- Required work: Filter the material below down to the lines containing the word "wall", and copy each of those lines in full.

- Data supplied:
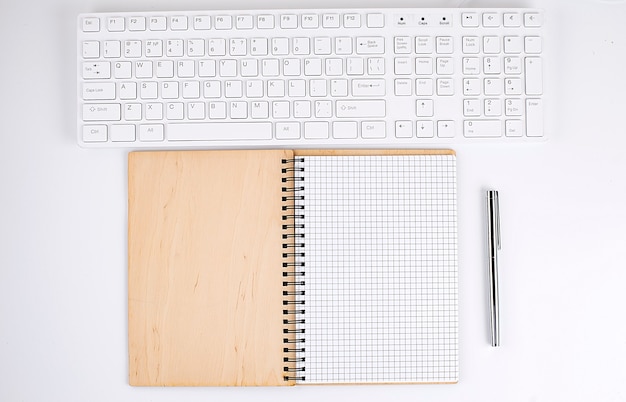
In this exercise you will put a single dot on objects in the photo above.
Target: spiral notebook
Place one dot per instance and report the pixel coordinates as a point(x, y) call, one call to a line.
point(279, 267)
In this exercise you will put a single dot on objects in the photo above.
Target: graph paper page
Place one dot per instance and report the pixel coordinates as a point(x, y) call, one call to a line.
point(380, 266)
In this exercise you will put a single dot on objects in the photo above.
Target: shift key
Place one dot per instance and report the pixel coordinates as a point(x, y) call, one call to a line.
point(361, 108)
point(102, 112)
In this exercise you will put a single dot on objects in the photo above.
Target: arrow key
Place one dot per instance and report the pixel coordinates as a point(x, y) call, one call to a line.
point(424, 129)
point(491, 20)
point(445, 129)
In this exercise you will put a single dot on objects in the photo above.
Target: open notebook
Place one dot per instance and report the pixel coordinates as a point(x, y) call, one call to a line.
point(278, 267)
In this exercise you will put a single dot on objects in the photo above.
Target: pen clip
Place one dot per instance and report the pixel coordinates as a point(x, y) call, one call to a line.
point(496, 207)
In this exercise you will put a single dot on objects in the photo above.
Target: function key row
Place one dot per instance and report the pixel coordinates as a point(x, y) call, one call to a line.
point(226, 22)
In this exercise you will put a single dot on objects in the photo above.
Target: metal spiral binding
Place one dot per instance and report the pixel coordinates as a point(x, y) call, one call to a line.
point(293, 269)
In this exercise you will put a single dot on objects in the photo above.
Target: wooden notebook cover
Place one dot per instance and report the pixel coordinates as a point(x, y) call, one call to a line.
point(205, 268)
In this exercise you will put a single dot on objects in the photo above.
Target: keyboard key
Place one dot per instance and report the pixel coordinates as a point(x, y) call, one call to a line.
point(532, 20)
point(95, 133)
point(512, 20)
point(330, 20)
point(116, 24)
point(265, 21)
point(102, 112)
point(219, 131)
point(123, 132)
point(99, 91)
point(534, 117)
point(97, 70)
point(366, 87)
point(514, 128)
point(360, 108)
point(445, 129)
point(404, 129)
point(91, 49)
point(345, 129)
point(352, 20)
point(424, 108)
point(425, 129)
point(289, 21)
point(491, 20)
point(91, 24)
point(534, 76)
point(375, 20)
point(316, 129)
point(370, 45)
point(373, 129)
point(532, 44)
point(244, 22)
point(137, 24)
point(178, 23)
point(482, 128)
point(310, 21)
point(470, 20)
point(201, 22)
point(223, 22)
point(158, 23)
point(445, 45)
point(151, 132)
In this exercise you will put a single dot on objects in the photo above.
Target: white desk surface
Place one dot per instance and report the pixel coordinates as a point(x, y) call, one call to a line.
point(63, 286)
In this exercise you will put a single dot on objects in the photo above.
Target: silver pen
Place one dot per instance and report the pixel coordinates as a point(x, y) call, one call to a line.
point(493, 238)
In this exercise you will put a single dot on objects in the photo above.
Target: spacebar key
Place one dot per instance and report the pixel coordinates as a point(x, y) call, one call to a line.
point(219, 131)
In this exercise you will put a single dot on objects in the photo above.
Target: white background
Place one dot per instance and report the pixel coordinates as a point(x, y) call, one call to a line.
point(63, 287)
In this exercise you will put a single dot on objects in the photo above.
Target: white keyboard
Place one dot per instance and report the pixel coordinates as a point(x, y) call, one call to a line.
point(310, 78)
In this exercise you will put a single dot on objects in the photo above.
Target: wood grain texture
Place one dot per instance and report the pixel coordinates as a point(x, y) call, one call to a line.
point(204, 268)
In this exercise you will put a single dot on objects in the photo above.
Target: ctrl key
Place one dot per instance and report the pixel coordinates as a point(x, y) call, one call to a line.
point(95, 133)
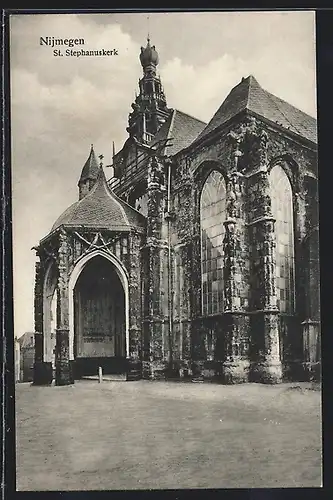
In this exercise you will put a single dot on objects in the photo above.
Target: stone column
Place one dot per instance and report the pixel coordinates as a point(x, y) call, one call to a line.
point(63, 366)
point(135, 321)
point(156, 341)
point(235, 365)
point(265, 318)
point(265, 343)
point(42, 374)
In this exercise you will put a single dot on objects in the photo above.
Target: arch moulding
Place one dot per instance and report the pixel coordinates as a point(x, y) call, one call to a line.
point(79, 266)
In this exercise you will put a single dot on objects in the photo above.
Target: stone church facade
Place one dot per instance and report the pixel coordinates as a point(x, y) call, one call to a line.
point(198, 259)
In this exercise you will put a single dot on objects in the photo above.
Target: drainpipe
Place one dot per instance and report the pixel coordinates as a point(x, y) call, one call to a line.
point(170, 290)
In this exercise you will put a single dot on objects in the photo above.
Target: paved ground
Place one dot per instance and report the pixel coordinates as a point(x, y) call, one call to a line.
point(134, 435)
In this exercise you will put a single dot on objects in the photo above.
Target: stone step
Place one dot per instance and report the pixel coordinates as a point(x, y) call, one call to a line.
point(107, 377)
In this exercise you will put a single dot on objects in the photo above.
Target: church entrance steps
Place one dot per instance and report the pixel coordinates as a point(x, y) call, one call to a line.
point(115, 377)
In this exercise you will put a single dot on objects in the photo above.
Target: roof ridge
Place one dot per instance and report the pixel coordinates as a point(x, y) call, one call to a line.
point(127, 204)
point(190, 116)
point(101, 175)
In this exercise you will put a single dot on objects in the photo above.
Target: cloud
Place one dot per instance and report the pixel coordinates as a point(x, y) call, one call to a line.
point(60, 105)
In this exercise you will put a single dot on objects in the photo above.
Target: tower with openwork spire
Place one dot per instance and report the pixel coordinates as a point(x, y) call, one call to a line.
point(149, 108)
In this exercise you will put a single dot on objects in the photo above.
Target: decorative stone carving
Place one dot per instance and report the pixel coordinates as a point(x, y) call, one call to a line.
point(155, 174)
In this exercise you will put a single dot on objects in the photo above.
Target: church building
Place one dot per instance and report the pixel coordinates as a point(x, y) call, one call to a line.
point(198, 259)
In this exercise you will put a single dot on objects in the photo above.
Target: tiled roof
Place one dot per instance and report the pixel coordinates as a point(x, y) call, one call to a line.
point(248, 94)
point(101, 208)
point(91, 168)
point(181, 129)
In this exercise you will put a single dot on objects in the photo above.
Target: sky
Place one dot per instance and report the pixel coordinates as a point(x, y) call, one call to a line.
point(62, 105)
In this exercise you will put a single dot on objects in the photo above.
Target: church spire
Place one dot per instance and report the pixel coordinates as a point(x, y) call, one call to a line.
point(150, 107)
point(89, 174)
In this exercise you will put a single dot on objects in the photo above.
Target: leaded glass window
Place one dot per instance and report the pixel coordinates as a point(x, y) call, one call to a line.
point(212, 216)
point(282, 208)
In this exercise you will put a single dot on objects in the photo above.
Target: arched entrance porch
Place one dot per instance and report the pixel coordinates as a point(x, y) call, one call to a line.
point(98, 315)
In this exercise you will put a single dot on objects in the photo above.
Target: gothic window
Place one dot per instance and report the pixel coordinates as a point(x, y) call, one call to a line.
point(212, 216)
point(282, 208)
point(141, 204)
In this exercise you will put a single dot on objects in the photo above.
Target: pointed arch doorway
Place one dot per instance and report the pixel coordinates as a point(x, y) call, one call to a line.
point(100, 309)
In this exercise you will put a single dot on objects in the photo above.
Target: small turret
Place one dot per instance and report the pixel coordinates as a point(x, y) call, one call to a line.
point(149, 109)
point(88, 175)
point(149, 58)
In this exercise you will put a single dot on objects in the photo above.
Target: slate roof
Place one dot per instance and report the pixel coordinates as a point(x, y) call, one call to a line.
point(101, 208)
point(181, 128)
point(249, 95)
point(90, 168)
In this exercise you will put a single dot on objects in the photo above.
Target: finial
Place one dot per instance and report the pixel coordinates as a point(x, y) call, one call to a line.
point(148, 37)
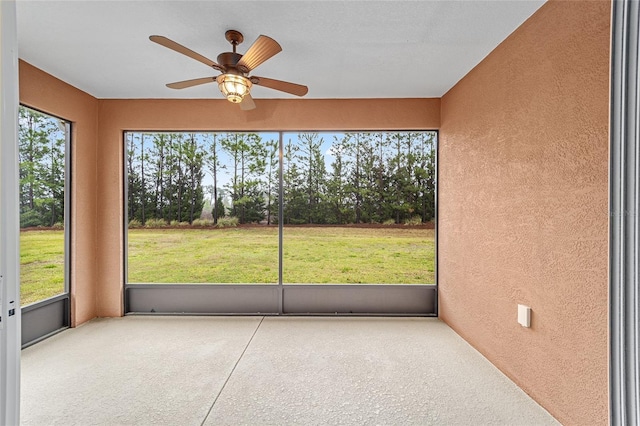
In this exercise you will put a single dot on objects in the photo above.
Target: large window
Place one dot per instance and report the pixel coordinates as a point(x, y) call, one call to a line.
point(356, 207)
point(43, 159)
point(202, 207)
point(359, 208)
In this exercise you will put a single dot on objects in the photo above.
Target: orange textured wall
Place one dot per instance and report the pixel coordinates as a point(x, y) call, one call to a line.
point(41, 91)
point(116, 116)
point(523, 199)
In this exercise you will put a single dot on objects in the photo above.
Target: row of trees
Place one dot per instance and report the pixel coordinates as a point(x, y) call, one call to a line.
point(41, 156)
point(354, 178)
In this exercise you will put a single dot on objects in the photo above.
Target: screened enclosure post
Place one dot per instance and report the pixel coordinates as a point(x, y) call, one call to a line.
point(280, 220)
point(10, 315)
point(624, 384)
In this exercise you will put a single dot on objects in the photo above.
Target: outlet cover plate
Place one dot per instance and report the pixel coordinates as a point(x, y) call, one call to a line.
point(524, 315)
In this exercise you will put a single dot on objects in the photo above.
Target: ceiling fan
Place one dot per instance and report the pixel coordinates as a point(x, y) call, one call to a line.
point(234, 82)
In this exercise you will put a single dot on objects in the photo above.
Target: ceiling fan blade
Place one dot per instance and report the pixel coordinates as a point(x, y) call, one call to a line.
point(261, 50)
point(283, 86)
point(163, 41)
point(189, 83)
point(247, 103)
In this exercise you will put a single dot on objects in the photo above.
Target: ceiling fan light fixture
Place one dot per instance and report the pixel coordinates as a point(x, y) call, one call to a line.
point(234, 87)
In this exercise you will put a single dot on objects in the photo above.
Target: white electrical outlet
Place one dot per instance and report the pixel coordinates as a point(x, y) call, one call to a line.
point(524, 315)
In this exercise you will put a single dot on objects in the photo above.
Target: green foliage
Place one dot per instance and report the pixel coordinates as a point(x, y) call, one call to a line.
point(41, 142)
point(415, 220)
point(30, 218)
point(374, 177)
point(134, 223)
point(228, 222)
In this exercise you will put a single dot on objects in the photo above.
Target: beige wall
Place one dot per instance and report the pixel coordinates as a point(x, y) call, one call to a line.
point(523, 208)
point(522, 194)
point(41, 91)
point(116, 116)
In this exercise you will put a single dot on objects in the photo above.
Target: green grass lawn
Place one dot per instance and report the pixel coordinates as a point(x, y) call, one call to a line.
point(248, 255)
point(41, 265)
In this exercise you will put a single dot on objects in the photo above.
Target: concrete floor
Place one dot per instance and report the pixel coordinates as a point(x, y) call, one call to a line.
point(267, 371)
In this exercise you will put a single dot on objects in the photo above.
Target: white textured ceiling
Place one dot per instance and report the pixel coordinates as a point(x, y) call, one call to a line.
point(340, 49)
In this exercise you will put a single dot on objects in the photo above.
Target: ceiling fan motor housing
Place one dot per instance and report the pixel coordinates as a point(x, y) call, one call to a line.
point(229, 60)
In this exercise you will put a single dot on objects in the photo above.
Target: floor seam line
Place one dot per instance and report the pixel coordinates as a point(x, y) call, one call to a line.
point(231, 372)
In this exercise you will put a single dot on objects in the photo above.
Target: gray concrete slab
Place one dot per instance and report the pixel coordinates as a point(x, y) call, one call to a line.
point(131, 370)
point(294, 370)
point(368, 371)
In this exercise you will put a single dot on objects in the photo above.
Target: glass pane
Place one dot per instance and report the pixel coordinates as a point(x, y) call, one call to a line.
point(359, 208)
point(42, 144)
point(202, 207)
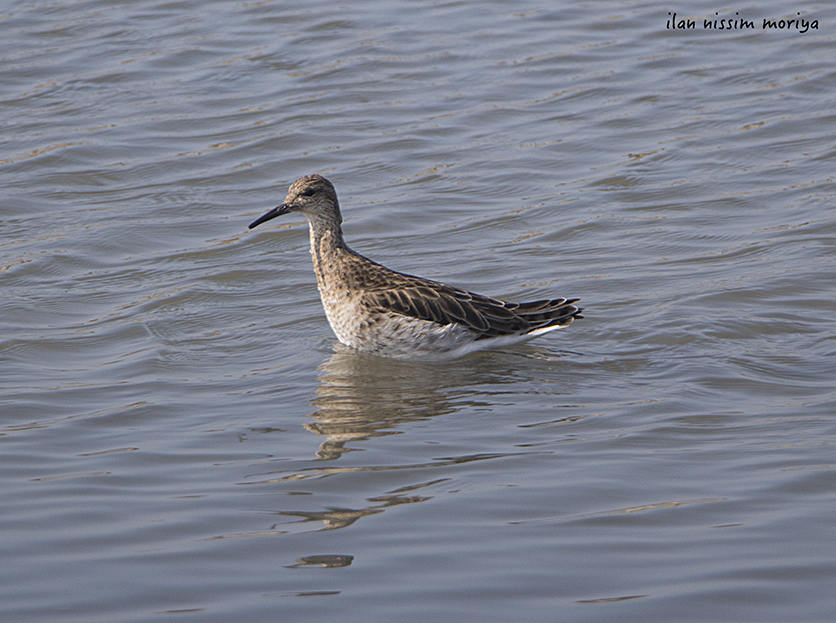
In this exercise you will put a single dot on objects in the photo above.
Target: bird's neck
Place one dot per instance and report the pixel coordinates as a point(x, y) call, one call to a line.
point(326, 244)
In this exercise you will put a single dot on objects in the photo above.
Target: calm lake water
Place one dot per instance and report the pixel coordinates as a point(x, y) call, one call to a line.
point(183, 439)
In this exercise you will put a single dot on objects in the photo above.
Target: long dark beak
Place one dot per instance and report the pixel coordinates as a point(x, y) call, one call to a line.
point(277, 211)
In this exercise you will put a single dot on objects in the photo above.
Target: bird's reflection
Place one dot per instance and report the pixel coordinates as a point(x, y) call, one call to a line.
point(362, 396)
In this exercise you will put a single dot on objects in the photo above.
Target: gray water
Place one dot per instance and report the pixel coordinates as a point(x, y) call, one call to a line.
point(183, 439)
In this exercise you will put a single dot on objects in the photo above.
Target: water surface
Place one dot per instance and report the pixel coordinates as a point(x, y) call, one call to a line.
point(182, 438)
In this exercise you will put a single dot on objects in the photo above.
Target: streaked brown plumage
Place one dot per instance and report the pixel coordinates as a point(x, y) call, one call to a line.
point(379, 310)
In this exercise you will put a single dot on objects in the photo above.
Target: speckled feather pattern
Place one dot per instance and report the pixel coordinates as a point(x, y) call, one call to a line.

- Correct response:
Target: orange textured wall
Target: beige wall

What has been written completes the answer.